>> start Excerpted passage

“The Obstacle is the Path”

– Buddhist proverb

“The tools [in this book] only work if your intention is to do something positive for the world”

This was the opening statement from my first book “How to Change the World with one Pitch.” I wrote the book for others. I never expected it would become the manual I turned to when pitching the message “Bitcoin mining is good for the environment” against overwhelming odds.

In 2021, Bitcoin mining was the media’s most regularly vilified technology on the planet, largely due to its supposed environmental impact.

Today, Greenpeace who spearheaded the environment campaign against Bitcoin has abandoned their action, the “Skull of Satoshi” (commissioned by Greenpeace to shame Bitcoin) is in the Bitcoin museum and even most environmentalists and sustainability media are either writing positively about Bitcoin’s environmental impact, or silent. Considering this has been by far the most used attack vector against Bitcoin and that it depressed both Bitcoin adoption and price, to say this is a significant shift is an understatement.

The impossible happens: The Skull of Satoshi finds its spiritual home at the 2025 Bitcoin Conference. With Mags Ramsey, Troy Cross and me.

>> end Excerpted passage

» Challenge a:
List every phrase in the Bitcoin mining passage that appears inside quotation marks.
The records are unrelated to the Bitcoin mining passage.

>> start Data records

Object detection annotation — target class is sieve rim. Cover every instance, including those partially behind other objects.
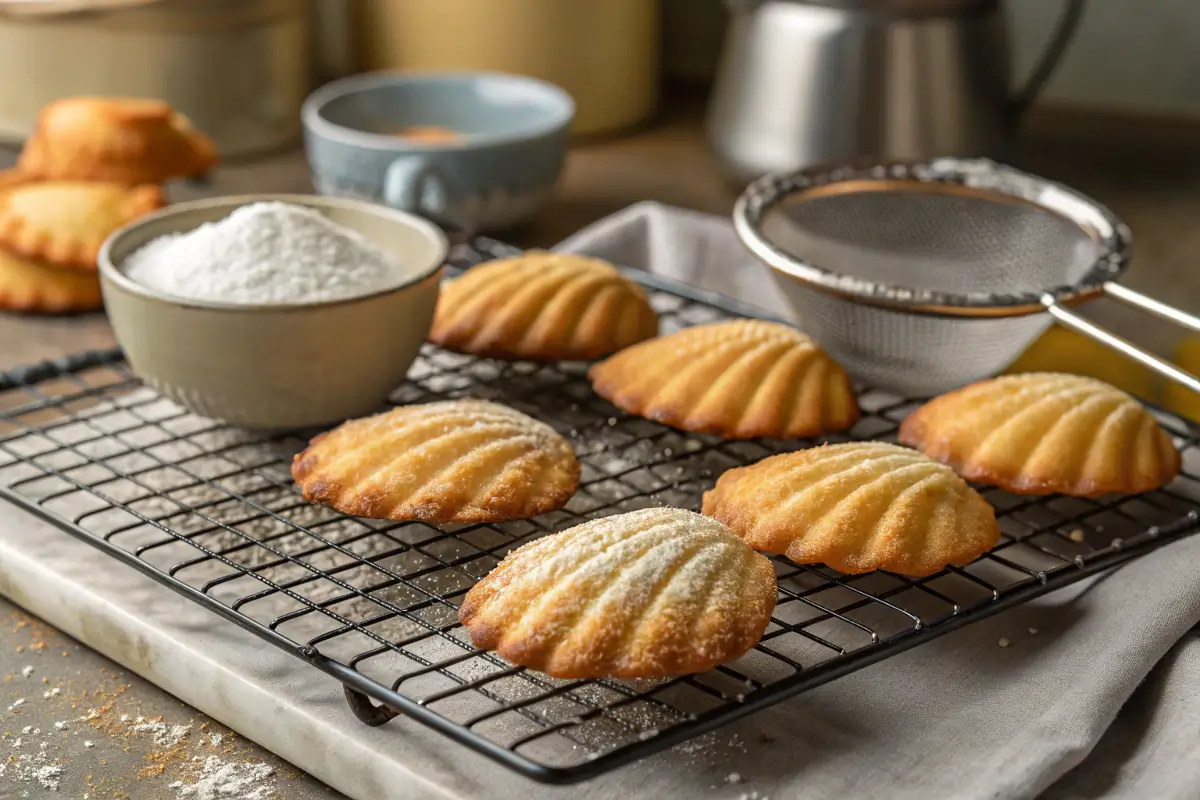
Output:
[733,157,1133,317]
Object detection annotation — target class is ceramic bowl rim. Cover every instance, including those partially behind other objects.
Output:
[98,193,450,314]
[300,70,576,154]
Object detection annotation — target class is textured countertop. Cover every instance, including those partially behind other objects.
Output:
[0,97,1200,800]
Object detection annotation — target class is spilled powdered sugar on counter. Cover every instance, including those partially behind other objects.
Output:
[124,203,407,305]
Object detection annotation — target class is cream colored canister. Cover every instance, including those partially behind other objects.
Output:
[356,0,660,133]
[0,0,311,157]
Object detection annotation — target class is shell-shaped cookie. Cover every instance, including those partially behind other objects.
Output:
[292,399,580,523]
[17,97,217,186]
[900,372,1181,497]
[430,251,659,361]
[588,319,859,439]
[0,249,102,314]
[703,441,1000,576]
[458,509,778,678]
[0,180,166,270]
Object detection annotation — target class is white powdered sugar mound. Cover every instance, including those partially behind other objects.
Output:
[125,203,406,305]
[169,756,275,800]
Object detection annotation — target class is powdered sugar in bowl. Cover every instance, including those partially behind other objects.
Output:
[100,194,448,428]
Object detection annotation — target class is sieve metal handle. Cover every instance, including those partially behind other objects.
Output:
[1042,281,1200,395]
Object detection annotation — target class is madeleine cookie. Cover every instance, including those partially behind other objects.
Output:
[430,251,659,361]
[292,399,580,523]
[17,97,217,186]
[900,372,1181,497]
[0,249,103,314]
[588,319,859,439]
[703,441,1000,576]
[0,180,166,270]
[458,509,778,678]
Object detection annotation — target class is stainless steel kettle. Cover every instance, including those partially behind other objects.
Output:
[708,0,1085,181]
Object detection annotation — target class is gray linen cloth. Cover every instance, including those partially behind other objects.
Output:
[557,203,1200,800]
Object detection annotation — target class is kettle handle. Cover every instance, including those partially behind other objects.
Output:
[1006,0,1087,130]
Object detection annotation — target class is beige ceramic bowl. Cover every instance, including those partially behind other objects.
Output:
[100,194,448,428]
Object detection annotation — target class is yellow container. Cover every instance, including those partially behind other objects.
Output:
[1007,326,1159,401]
[355,0,660,133]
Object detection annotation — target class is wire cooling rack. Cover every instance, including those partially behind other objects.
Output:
[0,240,1200,783]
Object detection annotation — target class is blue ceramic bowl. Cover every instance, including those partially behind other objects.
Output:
[301,73,575,231]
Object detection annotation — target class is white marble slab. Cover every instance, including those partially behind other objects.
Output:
[0,500,787,800]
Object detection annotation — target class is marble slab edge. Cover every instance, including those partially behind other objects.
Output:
[0,499,506,800]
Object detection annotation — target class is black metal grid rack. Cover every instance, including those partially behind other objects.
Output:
[0,240,1200,782]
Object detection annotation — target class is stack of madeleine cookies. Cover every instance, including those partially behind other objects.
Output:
[293,252,1180,678]
[0,97,217,313]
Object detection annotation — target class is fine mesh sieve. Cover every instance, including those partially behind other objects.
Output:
[733,158,1200,395]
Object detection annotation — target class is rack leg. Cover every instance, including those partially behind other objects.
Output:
[342,686,400,728]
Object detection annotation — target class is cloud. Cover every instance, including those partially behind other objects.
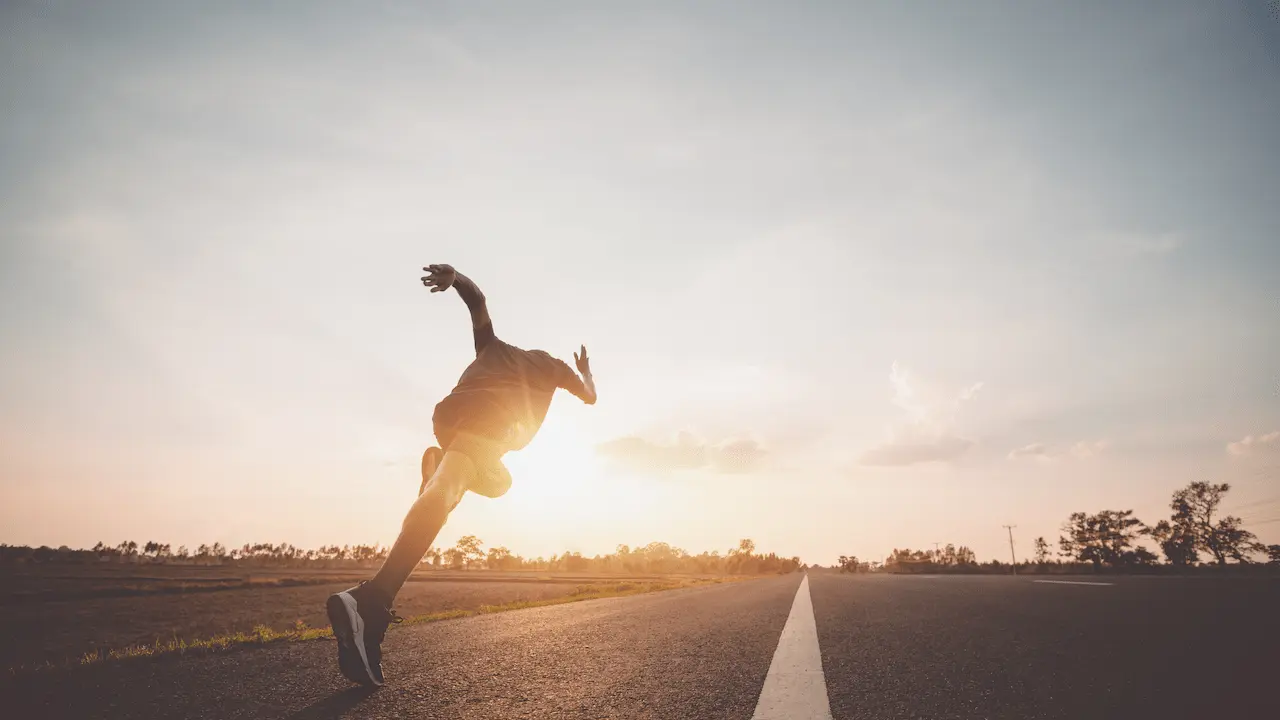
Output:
[1009,442,1048,460]
[858,363,983,466]
[1226,430,1280,456]
[595,433,767,474]
[1009,439,1107,460]
[1070,439,1107,459]
[1106,232,1183,258]
[859,436,973,466]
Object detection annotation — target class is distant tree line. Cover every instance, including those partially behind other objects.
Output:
[0,536,801,575]
[837,482,1280,573]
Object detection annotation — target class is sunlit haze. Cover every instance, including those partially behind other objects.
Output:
[0,1,1280,564]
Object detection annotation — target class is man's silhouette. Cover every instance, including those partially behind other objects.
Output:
[325,265,595,685]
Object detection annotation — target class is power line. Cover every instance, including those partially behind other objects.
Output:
[1004,525,1018,575]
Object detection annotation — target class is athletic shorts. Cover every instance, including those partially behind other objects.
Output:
[431,396,511,497]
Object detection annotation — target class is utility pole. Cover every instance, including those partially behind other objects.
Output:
[1004,525,1018,575]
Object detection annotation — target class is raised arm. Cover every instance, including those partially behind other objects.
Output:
[564,345,596,405]
[422,265,494,354]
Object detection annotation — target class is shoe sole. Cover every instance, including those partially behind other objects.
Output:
[325,592,381,688]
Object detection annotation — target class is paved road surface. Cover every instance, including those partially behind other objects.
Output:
[0,574,1280,720]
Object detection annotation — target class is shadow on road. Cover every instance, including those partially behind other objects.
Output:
[289,688,378,720]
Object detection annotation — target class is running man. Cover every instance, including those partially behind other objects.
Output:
[325,265,595,687]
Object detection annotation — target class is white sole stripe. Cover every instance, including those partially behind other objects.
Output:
[338,592,381,685]
[751,575,831,720]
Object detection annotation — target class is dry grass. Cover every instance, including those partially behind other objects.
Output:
[64,578,728,669]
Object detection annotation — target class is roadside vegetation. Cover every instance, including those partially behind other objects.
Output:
[836,482,1280,574]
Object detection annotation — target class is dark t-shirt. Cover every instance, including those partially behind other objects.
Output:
[433,338,582,450]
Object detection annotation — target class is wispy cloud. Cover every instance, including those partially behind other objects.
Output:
[859,363,983,466]
[1071,439,1107,459]
[1226,430,1280,456]
[1106,232,1183,258]
[1009,439,1107,460]
[595,433,767,474]
[1009,442,1048,460]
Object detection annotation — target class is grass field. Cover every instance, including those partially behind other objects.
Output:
[0,565,721,669]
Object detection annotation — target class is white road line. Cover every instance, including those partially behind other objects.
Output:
[751,575,831,720]
[1032,580,1115,585]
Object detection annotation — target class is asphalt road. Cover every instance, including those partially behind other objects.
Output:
[0,574,1280,720]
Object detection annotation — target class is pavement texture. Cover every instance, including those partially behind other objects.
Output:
[0,573,1280,720]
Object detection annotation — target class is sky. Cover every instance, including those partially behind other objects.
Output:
[0,0,1280,564]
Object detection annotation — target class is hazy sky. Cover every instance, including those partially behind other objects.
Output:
[0,0,1280,564]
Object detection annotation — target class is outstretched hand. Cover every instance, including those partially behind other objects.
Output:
[422,264,458,292]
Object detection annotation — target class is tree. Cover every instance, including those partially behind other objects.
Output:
[457,536,484,568]
[1170,480,1258,565]
[444,547,467,570]
[485,546,515,570]
[1151,519,1199,568]
[1036,536,1048,565]
[1266,544,1280,565]
[1057,510,1156,568]
[834,555,867,573]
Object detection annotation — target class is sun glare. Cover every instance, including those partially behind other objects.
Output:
[503,418,648,524]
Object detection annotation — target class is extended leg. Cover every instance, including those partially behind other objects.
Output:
[325,452,475,687]
[371,452,476,602]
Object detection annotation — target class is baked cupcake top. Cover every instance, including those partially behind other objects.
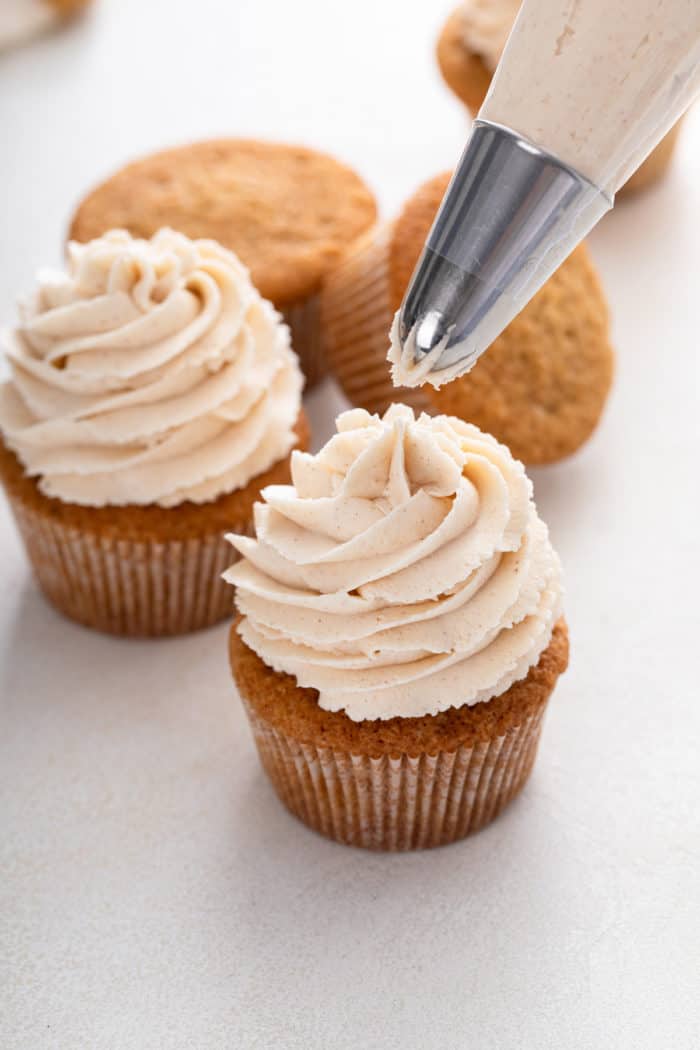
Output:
[461,0,522,72]
[0,229,302,507]
[226,405,560,721]
[70,139,377,308]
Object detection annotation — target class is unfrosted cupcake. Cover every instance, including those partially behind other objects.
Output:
[0,230,307,635]
[0,0,91,53]
[438,0,680,195]
[70,139,377,385]
[321,174,613,464]
[226,405,568,849]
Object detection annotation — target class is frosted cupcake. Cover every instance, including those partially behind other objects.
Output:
[226,405,568,849]
[0,230,307,635]
[438,0,680,196]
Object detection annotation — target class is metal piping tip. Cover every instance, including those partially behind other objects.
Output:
[389,121,612,386]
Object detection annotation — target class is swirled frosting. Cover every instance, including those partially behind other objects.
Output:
[462,0,522,72]
[0,229,302,507]
[226,405,560,721]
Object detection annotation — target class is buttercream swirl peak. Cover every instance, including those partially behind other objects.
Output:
[0,229,302,507]
[226,405,560,720]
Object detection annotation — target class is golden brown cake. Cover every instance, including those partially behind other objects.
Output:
[226,405,569,849]
[321,173,614,464]
[0,230,309,636]
[437,6,680,196]
[70,139,377,385]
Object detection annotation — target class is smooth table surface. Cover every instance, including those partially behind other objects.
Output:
[0,0,700,1050]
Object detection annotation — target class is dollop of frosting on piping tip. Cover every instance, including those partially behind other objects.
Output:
[0,229,303,507]
[226,405,561,720]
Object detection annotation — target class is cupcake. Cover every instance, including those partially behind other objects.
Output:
[226,405,568,849]
[0,0,90,54]
[438,0,680,195]
[321,174,613,464]
[70,139,377,386]
[0,230,307,635]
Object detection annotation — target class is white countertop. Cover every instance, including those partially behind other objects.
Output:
[0,0,700,1050]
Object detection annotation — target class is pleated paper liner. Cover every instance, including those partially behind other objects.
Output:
[10,500,242,637]
[0,415,309,637]
[231,621,568,851]
[281,294,327,390]
[246,704,544,851]
[321,223,429,415]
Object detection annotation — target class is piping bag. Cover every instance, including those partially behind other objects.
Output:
[389,0,700,386]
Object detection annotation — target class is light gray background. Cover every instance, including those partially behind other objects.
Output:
[0,0,700,1050]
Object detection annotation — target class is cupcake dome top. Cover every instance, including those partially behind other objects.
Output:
[69,139,377,307]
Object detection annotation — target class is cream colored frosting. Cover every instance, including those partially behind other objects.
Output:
[226,405,560,721]
[0,0,61,53]
[386,311,469,390]
[479,0,700,196]
[0,229,302,507]
[462,0,522,72]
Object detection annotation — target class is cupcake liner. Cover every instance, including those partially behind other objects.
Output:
[8,494,252,637]
[281,295,327,390]
[242,696,547,851]
[321,224,429,415]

>> end Data records

» Challenge b:
Resize the records from their first line through the line containing "[0,0,311,157]", repeating every line, requests included, with each bounding-box coordinate multiplied by 2 and rounded to a whole number, halves up. Omit the pictures.

» Right answer a:
- The Obstacle is the Path
- The tools [in this book] only work if your intention is to do something positive for the world
- How to Change the World with one Pitch.
- Bitcoin mining is good for the environment
- Skull of Satoshi

» Right answer b:
Object detection annotation — target class is sieve rim. Cover every instance, including those partially behind other objects.
Output:
[1466,314,2266,634]
Object detection annotation — target class is ceramic bowl rim. Cover every instance, including those partially behind other objects.
Output:
[196,386,900,628]
[600,140,1152,308]
Object detection annotation — target class is textured countertop. Cover every instance, including those partially behind other objects.
Output:
[0,194,2400,1600]
Object detection annotation — target class is spilled powdered sugar on counter. Cover every instance, including those partially behind other objects.
Output:
[248,406,814,610]
Object detection annotation — target class is cream colored canister. Cover every instance, including those partially behind other objects.
Output:
[712,0,1320,266]
[0,0,622,314]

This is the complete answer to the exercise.